Problem:
Please copy out the records below, substituting "marker" for every occurrence of "keypoint" and leaving all other text as it is.

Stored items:

>> START

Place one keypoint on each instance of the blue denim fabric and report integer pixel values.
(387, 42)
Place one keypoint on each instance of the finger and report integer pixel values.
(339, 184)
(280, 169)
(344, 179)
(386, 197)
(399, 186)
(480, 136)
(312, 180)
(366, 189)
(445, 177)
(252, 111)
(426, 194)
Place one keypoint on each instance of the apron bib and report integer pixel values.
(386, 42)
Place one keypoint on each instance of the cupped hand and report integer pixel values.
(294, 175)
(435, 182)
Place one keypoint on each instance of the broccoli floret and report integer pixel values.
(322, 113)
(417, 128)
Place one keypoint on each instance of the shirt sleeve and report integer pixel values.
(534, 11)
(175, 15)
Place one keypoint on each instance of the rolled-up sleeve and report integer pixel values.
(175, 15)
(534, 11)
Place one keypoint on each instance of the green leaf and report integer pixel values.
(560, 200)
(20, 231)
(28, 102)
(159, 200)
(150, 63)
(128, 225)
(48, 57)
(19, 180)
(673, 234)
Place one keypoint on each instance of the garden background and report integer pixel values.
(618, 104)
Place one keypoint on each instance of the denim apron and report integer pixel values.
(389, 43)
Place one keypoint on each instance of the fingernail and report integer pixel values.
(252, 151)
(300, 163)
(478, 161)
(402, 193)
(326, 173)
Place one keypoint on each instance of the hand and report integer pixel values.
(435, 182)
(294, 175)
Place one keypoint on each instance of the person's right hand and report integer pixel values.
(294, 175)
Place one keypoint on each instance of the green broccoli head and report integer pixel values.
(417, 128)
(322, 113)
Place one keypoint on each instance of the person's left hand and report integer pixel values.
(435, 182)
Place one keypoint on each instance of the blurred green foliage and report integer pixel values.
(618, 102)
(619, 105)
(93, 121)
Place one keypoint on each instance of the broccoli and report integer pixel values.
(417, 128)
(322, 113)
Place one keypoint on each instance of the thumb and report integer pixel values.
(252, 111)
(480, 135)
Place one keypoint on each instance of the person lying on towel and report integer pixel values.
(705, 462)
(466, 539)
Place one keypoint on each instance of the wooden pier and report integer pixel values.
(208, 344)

>> END

Correct output:
Place one marker on each instance of the blue denim fabric and report integer pixel values.
(387, 42)
Place one marker on each instance of the finger and report integer pixel values.
(339, 184)
(280, 169)
(344, 179)
(386, 197)
(399, 186)
(480, 136)
(312, 180)
(366, 189)
(445, 177)
(252, 111)
(426, 194)
Place one marker on each instance of the apron bib and report integer pixel values.
(386, 42)
Place one marker on each instance of the cupped hand and report integer pixel values.
(294, 175)
(435, 182)
Place one marker on each instance of the broccoli floret and report integer pixel values.
(322, 113)
(417, 128)
Place one marker on each instance of the shirt sleeve and report integer pixel values.
(534, 11)
(175, 15)
Place one marker on each instance of the rolled-up sleeve and report integer pixel values.
(175, 15)
(534, 11)
Place one marker on each instance of the green leaf and report integer pixel values.
(560, 200)
(20, 231)
(28, 102)
(159, 200)
(150, 63)
(128, 225)
(48, 57)
(19, 180)
(673, 234)
Place one marker on each instance of the garden background and report integer pixel values.
(618, 104)
Place one marker on each instance of the denim apron and report integer pixel values.
(389, 43)
Place one marker on each instance of the fingernail and report integer pixel values.
(252, 151)
(300, 163)
(478, 161)
(402, 193)
(326, 173)
Place one marker on each instance of the hand and report integer pixel values.
(435, 182)
(294, 175)
Place one marker on each instance of the person's right hand and report integer pixel values.
(294, 175)
Place one marker on each instance of the green broccoli head and report integer pixel values.
(417, 128)
(322, 113)
Place one marker on each instance of the person's left hand and report integer pixel values.
(435, 182)
Place one marker on each instance of the blurred green foliage and report integer pixel values.
(618, 102)
(619, 105)
(93, 121)
Place one marker on each instance of the broccoli and report integer pixel values.
(417, 128)
(322, 113)
Place one marker on each instance of the thumb and report integer pixel values.
(252, 111)
(480, 135)
Place one marker on each instance of the person lying on towel and report integer pixel values.
(705, 462)
(466, 539)
Place one marker on each instance of the wooden pier and report integer pixel values.
(208, 344)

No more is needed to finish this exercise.